-- start of INPUT FOR THIS TASK --

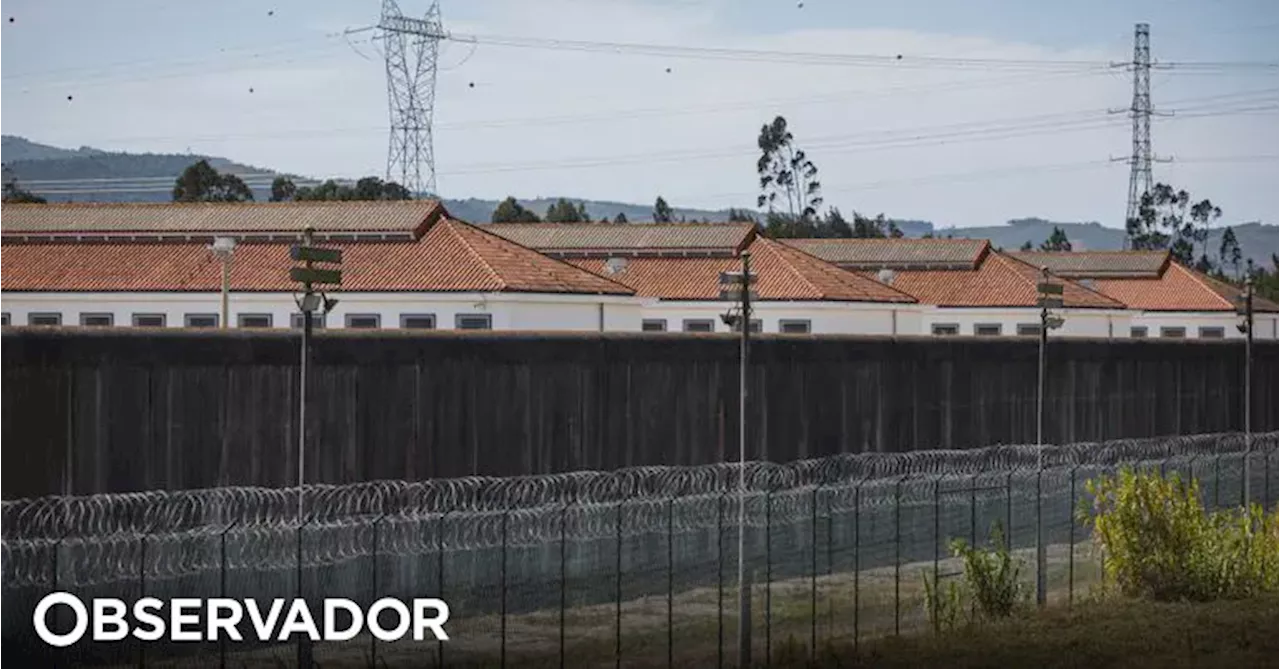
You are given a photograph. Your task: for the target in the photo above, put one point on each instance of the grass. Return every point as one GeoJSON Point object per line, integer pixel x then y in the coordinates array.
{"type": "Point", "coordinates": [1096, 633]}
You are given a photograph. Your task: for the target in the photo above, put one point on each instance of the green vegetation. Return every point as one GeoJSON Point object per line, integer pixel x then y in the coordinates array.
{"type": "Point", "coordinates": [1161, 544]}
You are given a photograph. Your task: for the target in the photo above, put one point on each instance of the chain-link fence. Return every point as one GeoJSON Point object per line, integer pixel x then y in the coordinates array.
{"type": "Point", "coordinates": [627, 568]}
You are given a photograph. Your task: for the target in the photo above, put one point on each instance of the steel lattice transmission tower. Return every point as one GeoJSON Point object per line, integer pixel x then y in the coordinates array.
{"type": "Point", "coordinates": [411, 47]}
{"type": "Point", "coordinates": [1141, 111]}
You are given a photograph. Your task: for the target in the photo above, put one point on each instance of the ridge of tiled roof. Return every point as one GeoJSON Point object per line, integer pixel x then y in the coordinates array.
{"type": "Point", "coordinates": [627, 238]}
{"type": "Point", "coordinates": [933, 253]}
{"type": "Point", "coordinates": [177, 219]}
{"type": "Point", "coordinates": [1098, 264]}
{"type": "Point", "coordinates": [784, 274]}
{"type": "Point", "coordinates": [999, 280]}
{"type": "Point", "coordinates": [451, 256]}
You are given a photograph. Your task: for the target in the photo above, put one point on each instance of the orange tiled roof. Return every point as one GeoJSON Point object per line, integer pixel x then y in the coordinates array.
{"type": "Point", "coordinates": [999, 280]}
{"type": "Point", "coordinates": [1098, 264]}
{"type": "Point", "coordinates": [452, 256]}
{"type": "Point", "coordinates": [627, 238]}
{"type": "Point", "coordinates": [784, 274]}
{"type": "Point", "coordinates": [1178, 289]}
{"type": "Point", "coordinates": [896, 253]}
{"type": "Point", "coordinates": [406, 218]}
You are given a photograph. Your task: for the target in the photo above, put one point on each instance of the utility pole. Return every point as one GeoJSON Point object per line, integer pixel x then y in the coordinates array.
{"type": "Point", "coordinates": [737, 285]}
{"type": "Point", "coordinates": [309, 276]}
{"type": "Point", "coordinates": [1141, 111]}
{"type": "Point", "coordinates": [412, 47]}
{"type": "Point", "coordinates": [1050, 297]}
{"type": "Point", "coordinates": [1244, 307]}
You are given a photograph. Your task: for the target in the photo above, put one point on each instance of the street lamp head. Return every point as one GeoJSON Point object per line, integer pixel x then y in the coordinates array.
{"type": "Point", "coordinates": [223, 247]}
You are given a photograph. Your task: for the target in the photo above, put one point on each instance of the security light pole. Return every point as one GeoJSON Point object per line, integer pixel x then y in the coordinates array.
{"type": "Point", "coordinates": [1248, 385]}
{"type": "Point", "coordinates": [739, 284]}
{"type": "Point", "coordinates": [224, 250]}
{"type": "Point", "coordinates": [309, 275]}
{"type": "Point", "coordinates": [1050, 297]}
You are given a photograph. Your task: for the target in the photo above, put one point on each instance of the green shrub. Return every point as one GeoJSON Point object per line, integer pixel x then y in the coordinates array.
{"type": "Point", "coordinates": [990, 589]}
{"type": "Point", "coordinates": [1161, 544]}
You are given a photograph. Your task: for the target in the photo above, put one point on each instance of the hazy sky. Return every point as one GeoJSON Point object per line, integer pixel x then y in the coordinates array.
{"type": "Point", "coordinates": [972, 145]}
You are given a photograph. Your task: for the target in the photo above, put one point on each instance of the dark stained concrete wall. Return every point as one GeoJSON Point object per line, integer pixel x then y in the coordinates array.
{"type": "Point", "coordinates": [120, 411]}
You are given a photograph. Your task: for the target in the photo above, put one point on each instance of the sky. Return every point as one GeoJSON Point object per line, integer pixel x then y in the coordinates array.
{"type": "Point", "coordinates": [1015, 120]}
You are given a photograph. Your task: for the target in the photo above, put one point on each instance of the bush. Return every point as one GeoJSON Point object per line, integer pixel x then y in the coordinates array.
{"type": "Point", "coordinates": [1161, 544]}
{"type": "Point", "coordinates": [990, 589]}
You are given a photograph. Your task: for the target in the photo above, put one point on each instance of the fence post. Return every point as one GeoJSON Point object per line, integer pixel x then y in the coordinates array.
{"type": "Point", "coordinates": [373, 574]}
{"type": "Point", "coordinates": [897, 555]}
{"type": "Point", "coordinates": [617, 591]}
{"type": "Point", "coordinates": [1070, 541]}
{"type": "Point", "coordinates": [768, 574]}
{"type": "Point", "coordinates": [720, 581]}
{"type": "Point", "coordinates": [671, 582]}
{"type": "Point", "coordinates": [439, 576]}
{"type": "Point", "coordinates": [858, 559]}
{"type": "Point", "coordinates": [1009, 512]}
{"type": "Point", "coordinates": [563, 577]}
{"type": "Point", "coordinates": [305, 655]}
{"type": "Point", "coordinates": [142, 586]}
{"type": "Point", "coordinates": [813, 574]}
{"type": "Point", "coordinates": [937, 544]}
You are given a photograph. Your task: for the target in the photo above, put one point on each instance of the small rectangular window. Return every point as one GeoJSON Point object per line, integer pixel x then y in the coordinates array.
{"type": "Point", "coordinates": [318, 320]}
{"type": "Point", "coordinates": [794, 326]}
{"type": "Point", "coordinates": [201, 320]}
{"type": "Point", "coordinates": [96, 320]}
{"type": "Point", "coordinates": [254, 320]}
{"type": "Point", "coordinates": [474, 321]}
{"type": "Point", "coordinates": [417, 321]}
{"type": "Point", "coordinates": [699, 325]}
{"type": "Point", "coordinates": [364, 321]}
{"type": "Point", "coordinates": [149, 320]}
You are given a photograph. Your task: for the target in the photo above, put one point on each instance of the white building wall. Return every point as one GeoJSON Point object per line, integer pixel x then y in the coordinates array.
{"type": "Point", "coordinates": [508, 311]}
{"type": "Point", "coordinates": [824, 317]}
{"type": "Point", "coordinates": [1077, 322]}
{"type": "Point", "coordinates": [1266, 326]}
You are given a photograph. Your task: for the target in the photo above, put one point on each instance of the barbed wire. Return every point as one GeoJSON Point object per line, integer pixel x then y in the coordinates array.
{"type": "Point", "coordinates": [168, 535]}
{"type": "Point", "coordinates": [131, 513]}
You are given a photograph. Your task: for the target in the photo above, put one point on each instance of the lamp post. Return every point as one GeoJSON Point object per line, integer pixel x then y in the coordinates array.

-- end of INPUT FOR THIS TASK --

Can you rewrite the stretch from the line containing "of the small" through the end of the items, requests included, with 96 added to every point coordinate in the answers and the request text left unchanged?

You are given a photograph. Your task: for the target in the photo above, put one point on each instance of the small rectangular window. Return every point as one GeoJSON Point object per line, integer pixel x then y in the coordinates array.
{"type": "Point", "coordinates": [414, 416]}
{"type": "Point", "coordinates": [890, 422]}
{"type": "Point", "coordinates": [297, 416]}
{"type": "Point", "coordinates": [192, 416]}
{"type": "Point", "coordinates": [350, 416]}
{"type": "Point", "coordinates": [570, 417]}
{"type": "Point", "coordinates": [513, 417]}
{"type": "Point", "coordinates": [795, 421]}
{"type": "Point", "coordinates": [460, 417]}
{"type": "Point", "coordinates": [245, 416]}
You are given a photograph. Your task: for the target in the photo above, put one point on each instance of the white building wall. Return every point as one GeoJSON Point object per line, integer pixel x then y in the coordinates array.
{"type": "Point", "coordinates": [604, 407]}
{"type": "Point", "coordinates": [920, 413]}
{"type": "Point", "coordinates": [1173, 418]}
{"type": "Point", "coordinates": [1362, 422]}
You are given a photograph. Your task: for the target in the photo above, put one point on each instance of the barbed wire. Return every point as one GeoJSON Point object per line, integer pixel x then y in the coordinates array.
{"type": "Point", "coordinates": [264, 631]}
{"type": "Point", "coordinates": [227, 609]}
You are given a photograph. Your task: for the target in the photo above, put one point on each instance of the lamp post. Return every point as one GeoJSON Point object per line, integer pixel x then y in the coordinates array.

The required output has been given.